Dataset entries
--- START ---

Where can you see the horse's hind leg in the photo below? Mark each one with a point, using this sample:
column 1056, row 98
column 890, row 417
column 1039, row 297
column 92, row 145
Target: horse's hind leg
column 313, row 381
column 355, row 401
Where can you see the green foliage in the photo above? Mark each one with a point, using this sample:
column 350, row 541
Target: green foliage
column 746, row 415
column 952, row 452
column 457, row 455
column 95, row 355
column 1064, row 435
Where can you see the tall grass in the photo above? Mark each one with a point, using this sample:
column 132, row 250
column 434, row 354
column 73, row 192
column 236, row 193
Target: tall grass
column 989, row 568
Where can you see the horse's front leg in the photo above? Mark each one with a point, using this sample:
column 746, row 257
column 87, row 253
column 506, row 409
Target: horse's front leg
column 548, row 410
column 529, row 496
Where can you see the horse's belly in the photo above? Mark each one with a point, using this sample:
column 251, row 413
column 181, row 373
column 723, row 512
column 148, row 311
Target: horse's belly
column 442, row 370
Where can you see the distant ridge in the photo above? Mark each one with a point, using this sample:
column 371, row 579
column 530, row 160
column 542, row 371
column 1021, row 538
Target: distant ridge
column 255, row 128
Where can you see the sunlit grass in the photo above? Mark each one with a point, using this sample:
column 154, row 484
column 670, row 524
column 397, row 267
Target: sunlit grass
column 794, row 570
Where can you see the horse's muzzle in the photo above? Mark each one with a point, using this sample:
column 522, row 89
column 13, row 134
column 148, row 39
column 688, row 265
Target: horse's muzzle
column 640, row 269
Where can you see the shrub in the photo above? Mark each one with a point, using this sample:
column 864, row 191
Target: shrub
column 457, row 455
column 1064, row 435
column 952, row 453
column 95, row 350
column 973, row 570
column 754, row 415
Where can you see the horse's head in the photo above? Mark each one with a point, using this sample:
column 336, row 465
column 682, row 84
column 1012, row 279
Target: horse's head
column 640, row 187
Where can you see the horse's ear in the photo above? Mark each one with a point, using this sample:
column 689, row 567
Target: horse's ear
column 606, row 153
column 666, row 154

--- END ---

Work order
With no line omitted, copy all the data exactly.

Problem solution
Where can you see the horse's hind leg in the photo below? Mark each one with a point, using this sample:
column 1056, row 98
column 890, row 417
column 1039, row 297
column 92, row 145
Target: horse's hind leg
column 313, row 381
column 355, row 401
Where can you see the green foliage in the photo above? Mark each one with a point, using this sample:
column 350, row 541
Target: green foliage
column 746, row 415
column 952, row 452
column 457, row 455
column 95, row 355
column 1064, row 435
Where can you see the tall grass in the photo above? Mark each one with a point, using this sample:
column 132, row 250
column 434, row 354
column 73, row 192
column 236, row 193
Target: tall grass
column 989, row 568
Where can you see the horse's front leg in the photo above? Mark each one with a point, using this sample:
column 746, row 257
column 87, row 253
column 506, row 409
Target: horse's front leg
column 548, row 410
column 529, row 496
Where can you see the horse's belly in the photo above? Mark each one with a point, using this sample:
column 251, row 413
column 181, row 373
column 723, row 512
column 148, row 311
Target: horse's belly
column 442, row 370
Where can you see the distant ridge in the photo above? Mark each one with a point, using this sample:
column 371, row 579
column 530, row 160
column 542, row 371
column 1021, row 538
Target: distant ridge
column 255, row 128
Where can you see the sunlit grass in the photo above? Mark each one with a point, using this sample:
column 154, row 484
column 670, row 524
column 397, row 267
Target: sunlit grass
column 794, row 570
Where can you see the horse's muzzle in the photo above? Mark each one with a point, using this sample:
column 522, row 89
column 13, row 134
column 148, row 39
column 688, row 265
Target: horse's muzzle
column 640, row 269
Where can you see the shrub in the photo above? Mark each one with a point, using this sample:
column 864, row 191
Target: shrub
column 457, row 455
column 1064, row 435
column 952, row 453
column 95, row 350
column 973, row 570
column 754, row 415
Where can you see the horse's head in the photo above? Mark each one with a point, using this sample:
column 336, row 465
column 682, row 84
column 1012, row 279
Target: horse's head
column 640, row 187
Where can you see the horse's ear in the photo above? Mark each one with a point, using this sample:
column 689, row 567
Target: horse's ear
column 606, row 153
column 666, row 154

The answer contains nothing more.